● **DOCUMENT EXTRACT**
Skip to content

title: Developer Console for Sandbox Operations authors:

  • "@divyamagrawal06" creation-date: 2026-03-05 last-updated: 2026-03-06 status: implementable

OSEP-0006: Developer Console for Sandbox Operations with Phased Auth Model

Summary

This proposal is based on #348, which outlines the need for a Developer Console for sandbox lifecycle operations with a phased auth model.

The idea is to add a console/ web app for day-to-day sandbox management (list, create, renew, delete, get endpoint, filtering) and a server-side auth/authz layer that does not break existing API key automation.

Phase 2: OIDC JWT validation, PostgreSQL RBAC bindings, and durable audit logs.

Motivation

Today OpenSandbox exposes lifecycle APIs and Swagger docs, but developers/operators still need to manage sandbox resources via APIs. This creates friction for common workflows (search/create/renew/delete), weakens governance in multi-user environments, and raises onboarding cost for teams that are not API-first.

  • Server auth today is global API key only (server/opensandbox_server/middleware/auth.py with OPEN-SANDBOX-API-KEY).
  • Lifecycle operations already exist and are stable (server/opensandbox_server/api/lifecycle.py, specs/sandbox-lifecycle.yml).
  • Filtering by state/metadata already exists (GET /sandboxes and matches_filter).
  • Sandbox metadata already maps to labels in Docker/Kubernetes services and is returned in list/get responses.

This means a console can be built on top of what exists without touching core runtime behavior.

Goals

  1. Add a standalone React app under console/ for sandbox lifecycle operations.
  2. Cover the MVP flows called out in #348:
    • list and detail views
    • create sandbox from image + basic runtime options
    • renew expiration, delete sandbox, get endpoint
    • filtering by state and metadata
  3. Enforce role boundaries server-side (not only hidden in UI):
    • read_only role for read operations
    • operator role for mutating operations
  4. Keep existing API key automation and SDK behavior backward compatible.
  5. Ensure browser clients never receive server API keys.
  6. Ensure that it is feasible and easy to scale to Phase 2:
    • OIDC login and JWT validation in server
    • PostgreSQL-backed RBAC and durable audit events

Non-Goals

Per the issue discussion, the following are out of scope:

  1. Billing or chargeback portal.

● **DATASET EXTRACT**
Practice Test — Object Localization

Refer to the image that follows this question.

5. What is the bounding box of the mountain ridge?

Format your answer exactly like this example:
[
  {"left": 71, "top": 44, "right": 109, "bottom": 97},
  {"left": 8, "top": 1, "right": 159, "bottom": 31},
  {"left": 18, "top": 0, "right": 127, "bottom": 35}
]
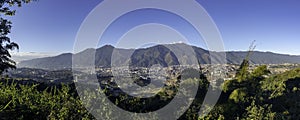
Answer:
[{"left": 17, "top": 43, "right": 300, "bottom": 70}]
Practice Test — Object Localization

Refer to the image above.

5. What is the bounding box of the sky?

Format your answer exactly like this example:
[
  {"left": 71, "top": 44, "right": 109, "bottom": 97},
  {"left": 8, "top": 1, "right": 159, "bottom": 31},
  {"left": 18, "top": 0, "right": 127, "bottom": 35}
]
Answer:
[{"left": 9, "top": 0, "right": 300, "bottom": 55}]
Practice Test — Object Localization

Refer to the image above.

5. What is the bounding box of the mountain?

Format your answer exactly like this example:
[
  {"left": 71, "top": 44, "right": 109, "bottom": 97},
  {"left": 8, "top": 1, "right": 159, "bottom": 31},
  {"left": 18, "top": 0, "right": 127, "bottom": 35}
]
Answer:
[{"left": 17, "top": 43, "right": 300, "bottom": 70}]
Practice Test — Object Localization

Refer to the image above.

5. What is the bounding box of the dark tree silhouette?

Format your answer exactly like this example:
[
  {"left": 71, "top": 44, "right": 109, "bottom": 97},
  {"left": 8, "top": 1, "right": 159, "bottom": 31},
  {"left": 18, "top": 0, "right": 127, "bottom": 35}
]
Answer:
[{"left": 0, "top": 0, "right": 33, "bottom": 74}]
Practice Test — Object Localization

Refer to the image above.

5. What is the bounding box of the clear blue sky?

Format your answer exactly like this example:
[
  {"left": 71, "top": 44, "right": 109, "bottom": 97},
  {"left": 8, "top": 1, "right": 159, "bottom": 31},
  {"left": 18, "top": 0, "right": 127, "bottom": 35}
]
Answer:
[{"left": 10, "top": 0, "right": 300, "bottom": 55}]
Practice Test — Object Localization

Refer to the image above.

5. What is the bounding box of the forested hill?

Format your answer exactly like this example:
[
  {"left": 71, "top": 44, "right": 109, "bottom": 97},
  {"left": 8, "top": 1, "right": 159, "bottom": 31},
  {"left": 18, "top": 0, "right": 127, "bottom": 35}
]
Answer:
[{"left": 18, "top": 43, "right": 300, "bottom": 69}]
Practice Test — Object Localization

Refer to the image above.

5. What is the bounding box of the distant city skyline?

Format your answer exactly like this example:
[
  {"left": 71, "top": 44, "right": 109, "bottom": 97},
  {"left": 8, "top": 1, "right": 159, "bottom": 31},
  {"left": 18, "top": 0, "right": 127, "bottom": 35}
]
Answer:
[{"left": 8, "top": 0, "right": 300, "bottom": 55}]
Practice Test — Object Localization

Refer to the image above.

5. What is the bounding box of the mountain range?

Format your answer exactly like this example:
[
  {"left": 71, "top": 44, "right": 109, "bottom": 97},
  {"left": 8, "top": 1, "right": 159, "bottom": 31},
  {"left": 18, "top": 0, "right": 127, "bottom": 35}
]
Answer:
[{"left": 17, "top": 43, "right": 300, "bottom": 70}]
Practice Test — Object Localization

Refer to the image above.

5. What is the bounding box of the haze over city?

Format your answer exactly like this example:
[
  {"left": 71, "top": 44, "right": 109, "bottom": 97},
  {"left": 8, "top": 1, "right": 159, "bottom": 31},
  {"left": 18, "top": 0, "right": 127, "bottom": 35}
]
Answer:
[{"left": 11, "top": 0, "right": 300, "bottom": 55}]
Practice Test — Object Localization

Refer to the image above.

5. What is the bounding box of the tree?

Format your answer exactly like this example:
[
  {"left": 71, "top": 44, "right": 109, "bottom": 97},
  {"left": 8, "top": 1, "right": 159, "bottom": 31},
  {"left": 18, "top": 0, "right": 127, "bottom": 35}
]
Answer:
[{"left": 0, "top": 0, "right": 32, "bottom": 74}]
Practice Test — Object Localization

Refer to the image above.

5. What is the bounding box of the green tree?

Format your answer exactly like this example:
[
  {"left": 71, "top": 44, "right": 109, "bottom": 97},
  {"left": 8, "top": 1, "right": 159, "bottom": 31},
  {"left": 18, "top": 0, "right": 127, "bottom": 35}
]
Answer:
[{"left": 0, "top": 0, "right": 33, "bottom": 74}]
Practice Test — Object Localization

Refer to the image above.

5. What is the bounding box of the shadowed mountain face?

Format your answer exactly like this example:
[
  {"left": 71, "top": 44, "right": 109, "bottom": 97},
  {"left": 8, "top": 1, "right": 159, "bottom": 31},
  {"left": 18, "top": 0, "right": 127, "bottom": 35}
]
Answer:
[{"left": 17, "top": 43, "right": 300, "bottom": 70}]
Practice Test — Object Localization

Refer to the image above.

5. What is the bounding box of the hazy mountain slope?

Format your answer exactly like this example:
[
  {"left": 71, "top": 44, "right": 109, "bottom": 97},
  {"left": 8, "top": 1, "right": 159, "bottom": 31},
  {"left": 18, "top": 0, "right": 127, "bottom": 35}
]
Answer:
[{"left": 18, "top": 44, "right": 300, "bottom": 69}]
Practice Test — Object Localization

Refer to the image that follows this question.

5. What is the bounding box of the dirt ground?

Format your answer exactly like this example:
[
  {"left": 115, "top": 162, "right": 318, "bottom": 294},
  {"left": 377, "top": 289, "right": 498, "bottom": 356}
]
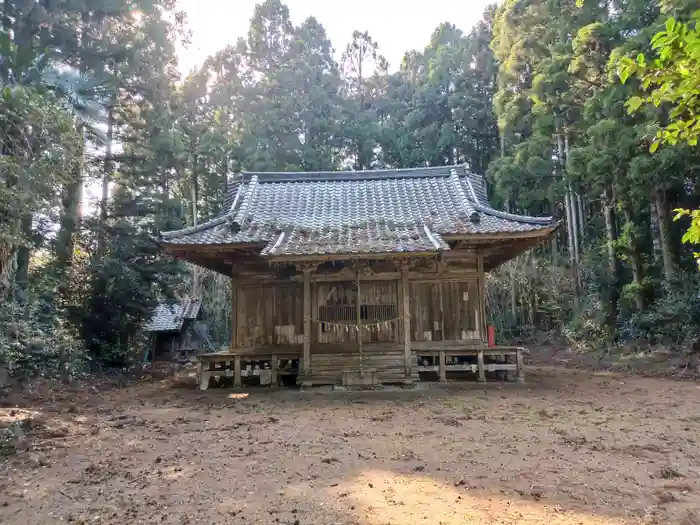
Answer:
[{"left": 0, "top": 352, "right": 700, "bottom": 525}]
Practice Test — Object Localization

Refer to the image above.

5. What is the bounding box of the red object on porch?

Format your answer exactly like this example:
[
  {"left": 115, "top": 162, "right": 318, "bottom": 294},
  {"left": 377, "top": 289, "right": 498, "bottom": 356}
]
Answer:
[{"left": 486, "top": 324, "right": 496, "bottom": 346}]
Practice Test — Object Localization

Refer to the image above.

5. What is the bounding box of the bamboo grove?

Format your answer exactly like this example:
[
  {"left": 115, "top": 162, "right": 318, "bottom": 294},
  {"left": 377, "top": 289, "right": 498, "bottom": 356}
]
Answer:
[{"left": 0, "top": 0, "right": 700, "bottom": 374}]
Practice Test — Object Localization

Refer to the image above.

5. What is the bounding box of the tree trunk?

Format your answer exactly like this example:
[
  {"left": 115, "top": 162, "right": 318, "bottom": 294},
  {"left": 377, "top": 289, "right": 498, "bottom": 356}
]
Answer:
[
  {"left": 56, "top": 133, "right": 85, "bottom": 266},
  {"left": 97, "top": 99, "right": 115, "bottom": 258},
  {"left": 625, "top": 211, "right": 644, "bottom": 312},
  {"left": 15, "top": 213, "right": 34, "bottom": 285},
  {"left": 654, "top": 188, "right": 674, "bottom": 282},
  {"left": 603, "top": 190, "right": 619, "bottom": 326}
]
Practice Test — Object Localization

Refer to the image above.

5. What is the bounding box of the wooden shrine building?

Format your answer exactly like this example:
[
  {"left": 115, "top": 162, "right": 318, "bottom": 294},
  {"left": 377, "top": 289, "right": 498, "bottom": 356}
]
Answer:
[{"left": 160, "top": 166, "right": 557, "bottom": 388}]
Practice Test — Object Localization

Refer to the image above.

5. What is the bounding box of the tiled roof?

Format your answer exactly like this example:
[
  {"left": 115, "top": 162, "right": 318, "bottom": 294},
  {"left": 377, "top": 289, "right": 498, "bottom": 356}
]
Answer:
[
  {"left": 144, "top": 299, "right": 201, "bottom": 332},
  {"left": 161, "top": 166, "right": 555, "bottom": 256}
]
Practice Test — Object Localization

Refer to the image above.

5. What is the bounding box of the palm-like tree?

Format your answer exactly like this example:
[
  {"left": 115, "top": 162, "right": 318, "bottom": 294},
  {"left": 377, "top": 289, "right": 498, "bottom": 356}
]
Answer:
[{"left": 0, "top": 40, "right": 108, "bottom": 297}]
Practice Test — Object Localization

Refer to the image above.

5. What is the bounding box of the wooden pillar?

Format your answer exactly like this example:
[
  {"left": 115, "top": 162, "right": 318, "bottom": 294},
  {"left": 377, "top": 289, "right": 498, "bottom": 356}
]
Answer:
[
  {"left": 270, "top": 354, "right": 279, "bottom": 386},
  {"left": 229, "top": 271, "right": 238, "bottom": 350},
  {"left": 476, "top": 250, "right": 488, "bottom": 341},
  {"left": 301, "top": 266, "right": 313, "bottom": 377},
  {"left": 438, "top": 350, "right": 447, "bottom": 383},
  {"left": 515, "top": 349, "right": 525, "bottom": 383},
  {"left": 233, "top": 355, "right": 243, "bottom": 387},
  {"left": 476, "top": 350, "right": 486, "bottom": 383},
  {"left": 401, "top": 264, "right": 413, "bottom": 381}
]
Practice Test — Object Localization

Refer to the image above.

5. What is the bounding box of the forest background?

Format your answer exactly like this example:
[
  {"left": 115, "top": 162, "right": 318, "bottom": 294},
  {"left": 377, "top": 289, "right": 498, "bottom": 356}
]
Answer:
[{"left": 0, "top": 0, "right": 700, "bottom": 377}]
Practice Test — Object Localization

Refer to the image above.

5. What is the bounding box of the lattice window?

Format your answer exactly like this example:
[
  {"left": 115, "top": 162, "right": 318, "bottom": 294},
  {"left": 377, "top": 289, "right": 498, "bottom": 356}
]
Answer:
[{"left": 318, "top": 304, "right": 397, "bottom": 324}]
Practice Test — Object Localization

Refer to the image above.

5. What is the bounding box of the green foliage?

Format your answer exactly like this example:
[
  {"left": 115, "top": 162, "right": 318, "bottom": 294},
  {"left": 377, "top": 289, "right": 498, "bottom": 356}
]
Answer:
[{"left": 619, "top": 11, "right": 700, "bottom": 265}]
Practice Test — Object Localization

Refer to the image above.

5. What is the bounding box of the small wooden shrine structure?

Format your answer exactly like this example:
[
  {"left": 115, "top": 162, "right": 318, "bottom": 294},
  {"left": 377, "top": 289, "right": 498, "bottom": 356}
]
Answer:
[
  {"left": 160, "top": 165, "right": 557, "bottom": 388},
  {"left": 143, "top": 298, "right": 210, "bottom": 361}
]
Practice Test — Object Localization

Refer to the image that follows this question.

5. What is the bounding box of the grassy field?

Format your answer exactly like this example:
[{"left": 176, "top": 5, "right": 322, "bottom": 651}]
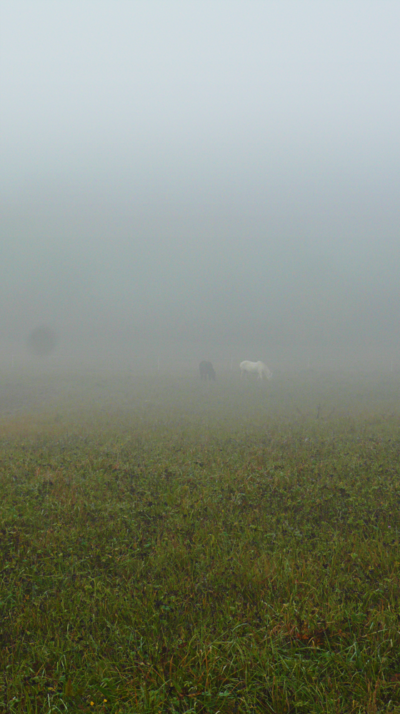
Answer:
[{"left": 0, "top": 372, "right": 400, "bottom": 714}]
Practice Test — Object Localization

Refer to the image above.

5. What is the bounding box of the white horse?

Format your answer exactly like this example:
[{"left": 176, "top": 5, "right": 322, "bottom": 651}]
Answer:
[{"left": 239, "top": 359, "right": 272, "bottom": 379}]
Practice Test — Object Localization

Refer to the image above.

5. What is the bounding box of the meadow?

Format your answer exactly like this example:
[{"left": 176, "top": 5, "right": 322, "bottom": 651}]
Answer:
[{"left": 0, "top": 371, "right": 400, "bottom": 714}]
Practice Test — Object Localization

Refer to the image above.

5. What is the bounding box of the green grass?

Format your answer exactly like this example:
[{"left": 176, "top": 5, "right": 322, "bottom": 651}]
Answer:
[{"left": 0, "top": 374, "right": 400, "bottom": 714}]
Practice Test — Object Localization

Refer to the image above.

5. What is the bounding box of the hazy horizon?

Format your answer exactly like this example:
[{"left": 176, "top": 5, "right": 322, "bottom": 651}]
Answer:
[{"left": 0, "top": 0, "right": 400, "bottom": 369}]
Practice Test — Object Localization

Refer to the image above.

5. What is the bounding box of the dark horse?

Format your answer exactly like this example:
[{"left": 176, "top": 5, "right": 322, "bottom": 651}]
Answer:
[{"left": 199, "top": 360, "right": 215, "bottom": 380}]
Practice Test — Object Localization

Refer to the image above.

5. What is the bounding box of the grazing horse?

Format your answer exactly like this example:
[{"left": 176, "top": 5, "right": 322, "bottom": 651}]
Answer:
[
  {"left": 199, "top": 360, "right": 215, "bottom": 380},
  {"left": 240, "top": 359, "right": 272, "bottom": 379}
]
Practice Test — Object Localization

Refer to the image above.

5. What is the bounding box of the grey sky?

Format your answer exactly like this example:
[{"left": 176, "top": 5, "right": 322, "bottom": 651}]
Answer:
[{"left": 0, "top": 0, "right": 400, "bottom": 368}]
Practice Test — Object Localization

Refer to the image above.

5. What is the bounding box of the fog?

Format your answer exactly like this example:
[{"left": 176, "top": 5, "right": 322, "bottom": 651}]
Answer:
[{"left": 0, "top": 0, "right": 400, "bottom": 370}]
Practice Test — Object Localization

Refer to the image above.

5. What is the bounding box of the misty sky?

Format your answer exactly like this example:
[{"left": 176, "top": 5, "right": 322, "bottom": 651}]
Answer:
[{"left": 0, "top": 0, "right": 400, "bottom": 362}]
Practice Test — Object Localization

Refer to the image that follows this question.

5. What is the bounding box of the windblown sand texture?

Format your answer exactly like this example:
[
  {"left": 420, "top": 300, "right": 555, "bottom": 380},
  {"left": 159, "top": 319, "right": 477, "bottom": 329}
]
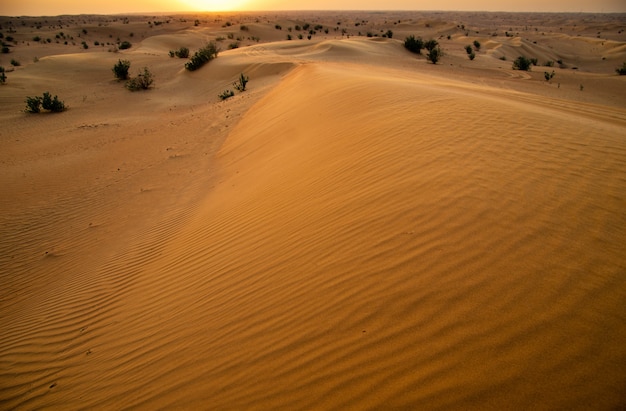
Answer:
[{"left": 0, "top": 12, "right": 626, "bottom": 410}]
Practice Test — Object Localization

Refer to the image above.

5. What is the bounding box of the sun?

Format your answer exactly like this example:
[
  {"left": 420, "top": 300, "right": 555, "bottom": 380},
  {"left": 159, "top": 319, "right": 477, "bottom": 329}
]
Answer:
[{"left": 182, "top": 0, "right": 250, "bottom": 11}]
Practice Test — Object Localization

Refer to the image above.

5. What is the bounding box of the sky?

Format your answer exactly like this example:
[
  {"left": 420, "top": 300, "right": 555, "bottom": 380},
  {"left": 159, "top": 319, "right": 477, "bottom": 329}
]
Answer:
[{"left": 0, "top": 0, "right": 626, "bottom": 16}]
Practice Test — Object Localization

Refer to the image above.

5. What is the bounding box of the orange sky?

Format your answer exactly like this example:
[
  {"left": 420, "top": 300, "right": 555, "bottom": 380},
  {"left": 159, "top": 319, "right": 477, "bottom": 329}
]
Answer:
[{"left": 0, "top": 0, "right": 626, "bottom": 16}]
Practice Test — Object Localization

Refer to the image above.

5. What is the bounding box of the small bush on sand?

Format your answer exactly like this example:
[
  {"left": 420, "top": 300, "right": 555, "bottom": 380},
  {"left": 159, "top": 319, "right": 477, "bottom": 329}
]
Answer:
[
  {"left": 41, "top": 92, "right": 65, "bottom": 113},
  {"left": 126, "top": 67, "right": 154, "bottom": 91},
  {"left": 25, "top": 91, "right": 65, "bottom": 113},
  {"left": 233, "top": 73, "right": 250, "bottom": 91},
  {"left": 112, "top": 60, "right": 130, "bottom": 80},
  {"left": 424, "top": 39, "right": 439, "bottom": 51},
  {"left": 217, "top": 90, "right": 235, "bottom": 100},
  {"left": 513, "top": 56, "right": 533, "bottom": 71},
  {"left": 426, "top": 46, "right": 443, "bottom": 64},
  {"left": 404, "top": 35, "right": 424, "bottom": 54},
  {"left": 185, "top": 41, "right": 219, "bottom": 71}
]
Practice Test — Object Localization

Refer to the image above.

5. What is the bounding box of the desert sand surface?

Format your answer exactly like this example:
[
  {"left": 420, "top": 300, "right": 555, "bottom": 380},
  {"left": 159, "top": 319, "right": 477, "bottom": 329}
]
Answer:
[{"left": 0, "top": 12, "right": 626, "bottom": 410}]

● **TASKS AND EXERCISES**
A. In the Developer Console proposal, which role is meant for mutating operations?
B. Extend the Developer Console proposal, picking up after its last line.

● **EXERCISE RESPONSES**
A. The operator role.

B.
  2. Approval workflows for every operation.
  3. Replacing existing SDK/CLI/API workflows.
  4. Changing Docker/Kubernetes runtime internals.
  5. Full enterprise IAM policy language in the MVP.

Requirements

IDRequirementPriority
R1Console users use core lifecycle operations from UIMust Have
R2Role-based authorization on server for each lifecycle actionMust Have
R3Existing OPEN-SANDBOX-API-KEY flow continues unchangedMust Have
R4No server API key is exposed to browser codeMust Have
R5Phase 1 works without introducing a databaseMust Have
R6Ownership/team scoping via existing metadata/labelsShould Have
R7OIDC JWT validation and PostgreSQL RBAC/audit in Phase 2Should Have

Proposal

Following the phased strategy suggested in #348 ("Ship MVP fast, no DB, validate usage and workflows"):

  1. Phase 1 (MVP):

    • Add a console/ React app.
    • Add a user-auth path in server (config-gated) suitable for console access without API keys in browser.
    • Add authorization checks on lifecycle operations.
    • Add metadata-based scoping using reserved metadata keys for owner/team.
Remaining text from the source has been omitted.